> [SELECTION]:
+--
Thursday 16 June was supposed to be a happy day, but it turned sour when news hit of All Tomorrow's Parties Iceland being cancelled.

It didn’t come as any kind of surprise, with artists having pulled out in the past few weeks, and the organisation’s financial troubles being well known, but it was a very definite end to a wonderful adventure. Barry Hogan's dream had played out three times already in Iceland, bringing world famous artists like Nick Cave, Public Enemy, Iggy Pop, and more.

By the time ATP made its way here, Iceland had already become a tourist mecca, attracting visitors with its unspoiled nature and thriving culture scene. I don’t know exactly what brought ATP Iceland to its knees, but if I were to speculate, my country’s carnal sins of poor infrastructure and lack of coordination probably played a part.

From 2005 to 2015, the number of people visiting the country of 332,529 has increased from 361,187 to 1,261,938, and the signs of wear and tear are all too apparent to locals. The government's spending on infrastructure does not reflect the sheer volume of people now travelling through the country and using its highways. News of tourists defecating by the roadside because of a lack of public toilets or leaving trash behind from a lack of bins is increasingly common. Regulation on businesses operating in the tourism sector is shoddy at best, and there is a real gold rush mentality with hotels replacing downtown shops, bars, concert venues and hobby shops, all to cash in on that tourism money before someone else beats them to it.

When I first heard of Secret Solstice two years ago, I figured it was more of the same. When my friends started singing praise of the 2014 and 2015 outings, I opened up to the idea. When they announced Deftones, Die Antwoord, and Radiohead to play this year, however, I knew I had to go.

The four-day festival is held in Reykjavík's Laugardalur area, which is renowned for its green open spaces, offering ticket holders both nature and culture at the same time. Small shops, fashion stores and food carts line the festival ground’s throughway.
+--
> [LISTED RECORDS]:
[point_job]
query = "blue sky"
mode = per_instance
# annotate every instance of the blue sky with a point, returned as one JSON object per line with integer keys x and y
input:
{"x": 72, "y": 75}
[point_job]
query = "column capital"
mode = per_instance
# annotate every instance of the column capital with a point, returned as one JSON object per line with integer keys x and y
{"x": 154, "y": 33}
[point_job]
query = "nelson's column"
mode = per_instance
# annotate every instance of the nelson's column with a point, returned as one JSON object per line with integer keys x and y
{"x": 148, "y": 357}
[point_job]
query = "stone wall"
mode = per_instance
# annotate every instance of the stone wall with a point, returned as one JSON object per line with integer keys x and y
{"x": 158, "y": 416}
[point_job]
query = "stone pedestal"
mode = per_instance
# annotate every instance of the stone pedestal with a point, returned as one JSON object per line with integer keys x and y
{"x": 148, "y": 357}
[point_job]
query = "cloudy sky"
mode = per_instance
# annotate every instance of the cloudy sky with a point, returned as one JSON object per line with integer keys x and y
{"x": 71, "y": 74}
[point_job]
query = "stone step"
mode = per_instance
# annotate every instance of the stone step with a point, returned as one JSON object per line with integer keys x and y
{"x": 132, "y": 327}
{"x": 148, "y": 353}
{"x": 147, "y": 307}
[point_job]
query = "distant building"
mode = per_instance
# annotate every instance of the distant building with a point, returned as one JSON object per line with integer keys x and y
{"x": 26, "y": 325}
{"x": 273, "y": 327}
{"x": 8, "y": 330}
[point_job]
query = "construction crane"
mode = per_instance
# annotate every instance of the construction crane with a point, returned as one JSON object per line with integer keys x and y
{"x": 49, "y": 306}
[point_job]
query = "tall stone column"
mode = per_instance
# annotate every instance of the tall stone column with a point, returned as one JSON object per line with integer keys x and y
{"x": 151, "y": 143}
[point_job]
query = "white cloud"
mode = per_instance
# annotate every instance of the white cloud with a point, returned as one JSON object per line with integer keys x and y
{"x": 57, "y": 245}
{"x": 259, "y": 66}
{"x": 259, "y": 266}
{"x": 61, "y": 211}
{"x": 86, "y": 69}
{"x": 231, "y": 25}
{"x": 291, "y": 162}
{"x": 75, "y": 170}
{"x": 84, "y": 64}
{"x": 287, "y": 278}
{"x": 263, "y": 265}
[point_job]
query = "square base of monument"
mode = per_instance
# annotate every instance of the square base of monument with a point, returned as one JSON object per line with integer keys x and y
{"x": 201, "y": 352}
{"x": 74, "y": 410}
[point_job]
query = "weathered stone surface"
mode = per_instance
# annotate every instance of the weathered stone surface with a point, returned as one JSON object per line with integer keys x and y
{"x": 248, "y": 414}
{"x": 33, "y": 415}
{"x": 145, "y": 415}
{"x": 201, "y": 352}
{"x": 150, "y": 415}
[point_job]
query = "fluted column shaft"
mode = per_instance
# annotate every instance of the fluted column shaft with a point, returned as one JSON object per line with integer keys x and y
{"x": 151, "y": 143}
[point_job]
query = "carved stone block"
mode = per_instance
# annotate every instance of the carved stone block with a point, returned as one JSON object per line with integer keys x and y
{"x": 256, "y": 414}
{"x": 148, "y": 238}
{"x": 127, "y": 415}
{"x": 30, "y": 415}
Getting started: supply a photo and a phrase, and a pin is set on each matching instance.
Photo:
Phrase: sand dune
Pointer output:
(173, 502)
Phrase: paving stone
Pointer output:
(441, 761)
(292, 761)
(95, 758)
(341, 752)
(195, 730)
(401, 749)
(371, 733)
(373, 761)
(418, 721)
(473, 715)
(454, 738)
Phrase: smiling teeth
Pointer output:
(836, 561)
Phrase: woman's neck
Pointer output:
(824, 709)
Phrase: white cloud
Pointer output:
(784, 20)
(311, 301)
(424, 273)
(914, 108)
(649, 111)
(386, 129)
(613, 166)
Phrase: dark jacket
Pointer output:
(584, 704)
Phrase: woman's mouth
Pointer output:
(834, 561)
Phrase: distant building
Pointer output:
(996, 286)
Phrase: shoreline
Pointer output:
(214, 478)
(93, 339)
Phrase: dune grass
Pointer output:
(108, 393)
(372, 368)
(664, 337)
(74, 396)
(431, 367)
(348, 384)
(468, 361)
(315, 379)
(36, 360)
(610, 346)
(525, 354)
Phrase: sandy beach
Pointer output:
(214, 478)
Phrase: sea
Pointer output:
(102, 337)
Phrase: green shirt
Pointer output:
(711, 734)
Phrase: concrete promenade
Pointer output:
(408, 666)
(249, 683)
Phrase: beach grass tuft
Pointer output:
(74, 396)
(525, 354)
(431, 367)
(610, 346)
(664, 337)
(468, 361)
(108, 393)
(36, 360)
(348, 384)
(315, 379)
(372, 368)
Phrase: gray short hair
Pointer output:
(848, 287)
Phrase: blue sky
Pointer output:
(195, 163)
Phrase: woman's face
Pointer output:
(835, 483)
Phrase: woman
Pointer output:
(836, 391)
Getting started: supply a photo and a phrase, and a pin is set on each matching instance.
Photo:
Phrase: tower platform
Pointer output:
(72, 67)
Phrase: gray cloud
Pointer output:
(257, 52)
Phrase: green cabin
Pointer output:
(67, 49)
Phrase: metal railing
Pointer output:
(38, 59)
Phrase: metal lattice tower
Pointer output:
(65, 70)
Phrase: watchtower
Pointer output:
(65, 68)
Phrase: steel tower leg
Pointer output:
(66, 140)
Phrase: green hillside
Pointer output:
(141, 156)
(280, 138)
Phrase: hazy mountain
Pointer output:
+--
> [TO-DO LIST]:
1. Answer these questions from the festival article:
(a) On what day did news of the All Tomorrow's Parties Iceland cancellation hit?
(b) Which three acts' announcement convinced the writer to go to Secret Solstice this year?
(c) In what area of Reykjavík is the four-day festival held?
2. Retype the part of the festival article starting at "Thursday 16 June" and ending at "Pop, and more.".

> [WRITTEN RESPONSES]:
1.
(a) Thursday 16 June
(b) Deftones, Die Antwoord, and Radiohead
(c) Laugardalur

2.
Thursday 16 June was supposed to be a happy day, but it turned sour when news hit of All Tomorrow's Parties Iceland being cancelled.

It didn’t come as any kind of surprise, with artists having pulled out in the past few weeks, and the organisation’s financial troubles being well known, but it was a very definite end to a wonderful adventure. Barry Hogan's dream had played out three times already in Iceland, bringing world famous artists like Nick Cave, Public Enemy, Iggy Pop, and more.